» **Work order 1**
Return, word for word, the part of the movie list that opens with the words containing "2. SPIDER-MAN: NO" and closes with "its most fun.".

» **Exercise text**
==My Top Ten==
1. DUNE - Denis Villenueve is now the king of epic sci-fi. He takes Frank Herbert's dense novel about intergalactic war and makes it grand and intimate at the same time. It's only the first half of the novel, so we'll have to wait until 2023 to see how he wraps it up.
2. SPIDER-MAN: NO WAY HOME - The Avengers: Endgame of Spider-Man movies. The multiverse means that bad guys from previous iterations, including Willem Dafoe's Green Goblin and Alfred Molina's Doctor Octopus, show up here to torment Tom Holland's Spider-Man, and the whole thing is a blast from start to finish. This is Marvel at its most fun.
3. TICK TICK... BOOM! - Before he wrote Rent, Jonathan Larson wrote this autobiographical rock-opera about his struggles to write the next Broadway hit. Andrew Garfield's had quite the year, and he caps it off with his endearing performance and surprisingly good singing voice.

» **Work order 2**
Please give only the number of lines in the rows below that contain the string "evenodd". Case counts.

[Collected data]
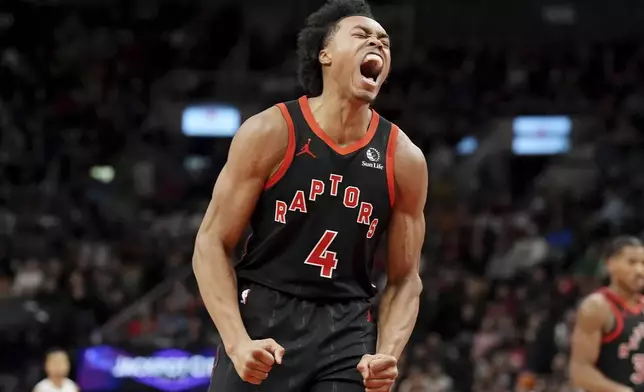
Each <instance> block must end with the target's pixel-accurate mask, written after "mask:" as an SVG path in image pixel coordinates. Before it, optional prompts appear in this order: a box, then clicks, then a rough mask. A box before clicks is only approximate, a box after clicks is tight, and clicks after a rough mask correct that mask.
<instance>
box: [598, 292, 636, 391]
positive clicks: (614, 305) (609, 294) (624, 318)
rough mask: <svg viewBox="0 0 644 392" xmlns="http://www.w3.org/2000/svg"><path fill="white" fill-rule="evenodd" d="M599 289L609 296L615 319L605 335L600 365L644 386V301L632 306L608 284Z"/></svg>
mask: <svg viewBox="0 0 644 392" xmlns="http://www.w3.org/2000/svg"><path fill="white" fill-rule="evenodd" d="M599 292H600V293H601V294H602V295H604V297H605V298H606V299H607V300H608V302H609V304H610V307H611V310H612V313H613V317H614V320H615V322H614V326H613V328H612V330H611V331H610V332H609V333H607V334H606V335H605V336H604V337H603V339H602V347H601V350H600V353H599V359H598V360H597V368H598V369H599V370H600V371H601V372H602V373H603V374H604V375H605V376H606V377H608V378H610V379H611V380H613V381H616V382H619V383H621V384H624V385H628V386H631V387H632V388H633V389H635V390H644V347H642V339H644V312H643V311H644V304H642V303H640V304H639V305H638V306H628V305H627V304H626V303H625V302H624V301H623V300H622V299H621V298H620V297H618V296H617V295H616V294H615V293H613V292H612V291H611V290H610V289H609V288H606V287H605V288H602V289H601V290H600V291H599Z"/></svg>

» **Exercise result 1**
2. SPIDER-MAN: NO WAY HOME - The Avengers: Endgame of Spider-Man movies. The multiverse means that bad guys from previous iterations, including Willem Dafoe's Green Goblin and Alfred Molina's Doctor Octopus, show up here to torment Tom Holland's Spider-Man, and the whole thing is a blast from start to finish. This is Marvel at its most fun.

» **Exercise result 2**
2